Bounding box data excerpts
begin
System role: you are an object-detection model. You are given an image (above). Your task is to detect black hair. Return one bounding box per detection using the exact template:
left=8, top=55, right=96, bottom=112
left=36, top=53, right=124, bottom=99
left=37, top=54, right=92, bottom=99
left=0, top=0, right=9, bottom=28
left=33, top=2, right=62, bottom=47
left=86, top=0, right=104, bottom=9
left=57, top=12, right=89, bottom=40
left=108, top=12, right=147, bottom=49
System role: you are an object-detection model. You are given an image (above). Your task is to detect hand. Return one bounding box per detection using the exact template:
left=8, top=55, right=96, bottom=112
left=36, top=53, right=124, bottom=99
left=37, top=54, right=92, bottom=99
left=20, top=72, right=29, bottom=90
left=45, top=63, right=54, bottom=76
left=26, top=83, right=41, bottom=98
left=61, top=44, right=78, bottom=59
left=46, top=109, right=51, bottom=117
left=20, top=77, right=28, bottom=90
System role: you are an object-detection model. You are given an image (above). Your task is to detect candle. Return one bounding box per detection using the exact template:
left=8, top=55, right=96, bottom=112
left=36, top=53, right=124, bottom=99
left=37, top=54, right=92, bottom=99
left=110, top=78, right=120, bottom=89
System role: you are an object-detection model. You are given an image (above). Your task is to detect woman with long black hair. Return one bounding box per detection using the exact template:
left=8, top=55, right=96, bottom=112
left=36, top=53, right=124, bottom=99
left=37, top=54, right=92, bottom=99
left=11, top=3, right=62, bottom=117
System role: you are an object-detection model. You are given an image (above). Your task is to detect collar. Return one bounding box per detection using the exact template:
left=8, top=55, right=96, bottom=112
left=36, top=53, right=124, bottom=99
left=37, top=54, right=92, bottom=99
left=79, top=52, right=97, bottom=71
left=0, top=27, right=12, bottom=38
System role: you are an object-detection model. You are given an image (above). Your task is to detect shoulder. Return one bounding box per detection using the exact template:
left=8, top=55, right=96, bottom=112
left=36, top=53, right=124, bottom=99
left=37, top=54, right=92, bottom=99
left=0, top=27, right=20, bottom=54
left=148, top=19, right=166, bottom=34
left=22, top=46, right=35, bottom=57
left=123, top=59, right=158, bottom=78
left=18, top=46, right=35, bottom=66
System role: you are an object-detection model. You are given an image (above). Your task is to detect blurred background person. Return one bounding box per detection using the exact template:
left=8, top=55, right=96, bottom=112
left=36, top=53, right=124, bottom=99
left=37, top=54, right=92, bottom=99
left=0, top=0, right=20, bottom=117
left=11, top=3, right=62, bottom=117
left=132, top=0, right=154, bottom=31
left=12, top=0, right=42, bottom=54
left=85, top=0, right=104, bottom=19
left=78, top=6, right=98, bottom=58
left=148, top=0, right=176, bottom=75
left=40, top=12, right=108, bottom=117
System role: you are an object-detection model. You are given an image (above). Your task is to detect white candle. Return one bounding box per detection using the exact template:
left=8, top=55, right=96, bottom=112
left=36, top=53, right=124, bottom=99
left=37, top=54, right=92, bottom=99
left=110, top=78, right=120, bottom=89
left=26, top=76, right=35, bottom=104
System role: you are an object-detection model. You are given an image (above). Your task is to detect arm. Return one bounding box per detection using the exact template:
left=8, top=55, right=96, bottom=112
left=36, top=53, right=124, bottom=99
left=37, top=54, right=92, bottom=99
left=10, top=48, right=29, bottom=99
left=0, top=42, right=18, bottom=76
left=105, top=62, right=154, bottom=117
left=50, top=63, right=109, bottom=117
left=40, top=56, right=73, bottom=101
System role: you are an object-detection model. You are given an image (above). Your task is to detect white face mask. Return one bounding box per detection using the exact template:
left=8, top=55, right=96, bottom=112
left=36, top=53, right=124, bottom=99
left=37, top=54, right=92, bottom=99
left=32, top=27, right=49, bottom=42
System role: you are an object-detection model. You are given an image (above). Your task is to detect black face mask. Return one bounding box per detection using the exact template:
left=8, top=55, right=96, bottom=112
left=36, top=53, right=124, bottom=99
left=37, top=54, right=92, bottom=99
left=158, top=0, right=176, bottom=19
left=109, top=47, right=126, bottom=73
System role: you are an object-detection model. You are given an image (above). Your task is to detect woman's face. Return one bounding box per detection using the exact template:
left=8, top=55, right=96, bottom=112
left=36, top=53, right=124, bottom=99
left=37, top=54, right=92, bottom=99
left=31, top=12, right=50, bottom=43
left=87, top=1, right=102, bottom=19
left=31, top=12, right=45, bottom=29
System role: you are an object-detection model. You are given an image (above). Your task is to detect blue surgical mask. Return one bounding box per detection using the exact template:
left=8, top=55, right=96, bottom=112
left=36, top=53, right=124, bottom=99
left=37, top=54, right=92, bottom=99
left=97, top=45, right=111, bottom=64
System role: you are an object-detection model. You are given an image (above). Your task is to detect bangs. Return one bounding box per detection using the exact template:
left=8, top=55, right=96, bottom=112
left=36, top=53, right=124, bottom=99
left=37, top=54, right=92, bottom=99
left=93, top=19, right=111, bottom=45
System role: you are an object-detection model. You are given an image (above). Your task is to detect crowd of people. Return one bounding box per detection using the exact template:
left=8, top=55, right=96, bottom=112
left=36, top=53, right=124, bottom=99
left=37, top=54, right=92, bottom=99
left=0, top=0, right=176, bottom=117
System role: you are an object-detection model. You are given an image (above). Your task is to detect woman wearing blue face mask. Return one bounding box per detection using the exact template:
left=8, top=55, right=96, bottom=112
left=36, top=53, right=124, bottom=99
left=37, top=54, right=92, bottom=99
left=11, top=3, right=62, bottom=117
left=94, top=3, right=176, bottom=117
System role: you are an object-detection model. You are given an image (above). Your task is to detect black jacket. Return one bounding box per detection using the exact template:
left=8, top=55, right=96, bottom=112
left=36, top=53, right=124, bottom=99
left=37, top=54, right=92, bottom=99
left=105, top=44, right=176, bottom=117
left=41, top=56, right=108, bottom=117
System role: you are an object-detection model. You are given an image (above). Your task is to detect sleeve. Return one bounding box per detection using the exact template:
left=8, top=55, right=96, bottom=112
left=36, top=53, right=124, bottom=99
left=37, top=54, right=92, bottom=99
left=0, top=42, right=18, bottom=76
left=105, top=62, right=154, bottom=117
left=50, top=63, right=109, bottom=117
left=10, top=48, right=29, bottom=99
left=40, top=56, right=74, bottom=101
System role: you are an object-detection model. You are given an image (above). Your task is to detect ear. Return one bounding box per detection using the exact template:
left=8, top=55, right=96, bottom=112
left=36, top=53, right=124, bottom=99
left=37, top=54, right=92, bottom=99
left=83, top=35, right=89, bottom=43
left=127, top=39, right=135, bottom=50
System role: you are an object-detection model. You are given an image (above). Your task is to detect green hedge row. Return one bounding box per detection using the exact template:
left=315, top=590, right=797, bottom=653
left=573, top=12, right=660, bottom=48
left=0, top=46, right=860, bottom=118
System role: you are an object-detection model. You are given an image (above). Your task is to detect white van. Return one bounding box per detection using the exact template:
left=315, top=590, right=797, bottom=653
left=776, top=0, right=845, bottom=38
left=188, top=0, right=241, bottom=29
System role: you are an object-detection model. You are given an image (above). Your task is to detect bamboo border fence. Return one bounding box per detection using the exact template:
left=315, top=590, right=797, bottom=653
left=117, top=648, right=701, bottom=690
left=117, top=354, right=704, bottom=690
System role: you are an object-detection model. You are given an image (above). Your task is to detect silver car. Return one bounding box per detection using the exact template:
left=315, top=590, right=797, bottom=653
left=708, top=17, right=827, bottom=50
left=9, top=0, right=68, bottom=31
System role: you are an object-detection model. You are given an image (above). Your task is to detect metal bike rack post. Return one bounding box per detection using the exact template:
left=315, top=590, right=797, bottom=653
end
» Task instructions: Pull out every line of the records above that contains the string "people", matching case exactly.

» The reply:
System role: you are an object-detection model. You are given an image (above). Your task is to detect crowd of people. Return one bounding box per detection using the exact template:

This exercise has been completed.